'''

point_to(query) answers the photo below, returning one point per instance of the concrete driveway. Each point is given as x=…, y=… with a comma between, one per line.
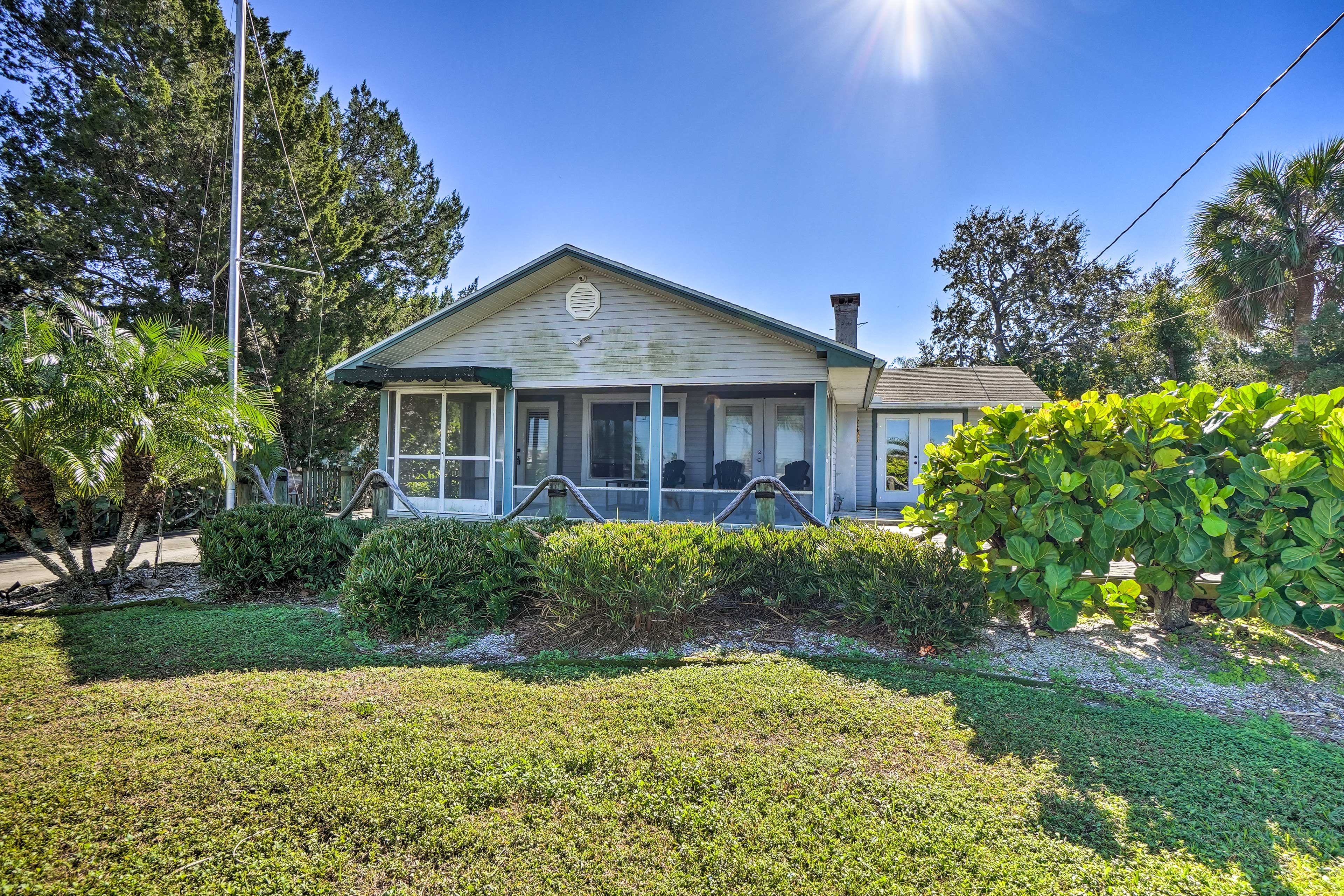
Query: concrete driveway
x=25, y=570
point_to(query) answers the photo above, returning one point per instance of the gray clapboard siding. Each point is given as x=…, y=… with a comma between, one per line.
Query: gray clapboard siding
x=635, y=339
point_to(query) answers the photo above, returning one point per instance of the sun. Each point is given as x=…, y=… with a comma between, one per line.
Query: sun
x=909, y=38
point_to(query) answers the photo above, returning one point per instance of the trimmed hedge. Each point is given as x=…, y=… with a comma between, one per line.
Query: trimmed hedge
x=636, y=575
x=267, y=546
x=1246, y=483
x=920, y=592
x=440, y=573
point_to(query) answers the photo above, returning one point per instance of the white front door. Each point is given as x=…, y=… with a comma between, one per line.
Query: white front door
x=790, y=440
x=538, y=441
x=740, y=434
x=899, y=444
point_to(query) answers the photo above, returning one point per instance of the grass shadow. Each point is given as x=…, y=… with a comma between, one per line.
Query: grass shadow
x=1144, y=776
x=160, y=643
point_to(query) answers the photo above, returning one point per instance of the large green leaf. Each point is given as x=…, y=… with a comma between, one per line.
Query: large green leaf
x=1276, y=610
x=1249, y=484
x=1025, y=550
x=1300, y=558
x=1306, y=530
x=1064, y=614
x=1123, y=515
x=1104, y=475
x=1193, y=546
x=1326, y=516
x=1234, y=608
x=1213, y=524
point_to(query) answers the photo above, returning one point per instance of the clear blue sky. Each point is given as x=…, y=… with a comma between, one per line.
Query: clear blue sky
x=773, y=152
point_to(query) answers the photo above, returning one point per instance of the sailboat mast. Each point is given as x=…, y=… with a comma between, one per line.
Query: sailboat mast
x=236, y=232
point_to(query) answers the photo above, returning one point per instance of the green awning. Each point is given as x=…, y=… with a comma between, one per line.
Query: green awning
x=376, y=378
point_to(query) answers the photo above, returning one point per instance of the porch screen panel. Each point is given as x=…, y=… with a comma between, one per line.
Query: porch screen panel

'''

> _Required work_
Retrieve each line of the data in which the word "screen" can be found.

> _Solution for this exercise_
point_to(query) answers the photo above, returning one point per instance of the porch screen panel. Each point is given as x=…, y=… with a comma between, one per line.
Query: porch screen panel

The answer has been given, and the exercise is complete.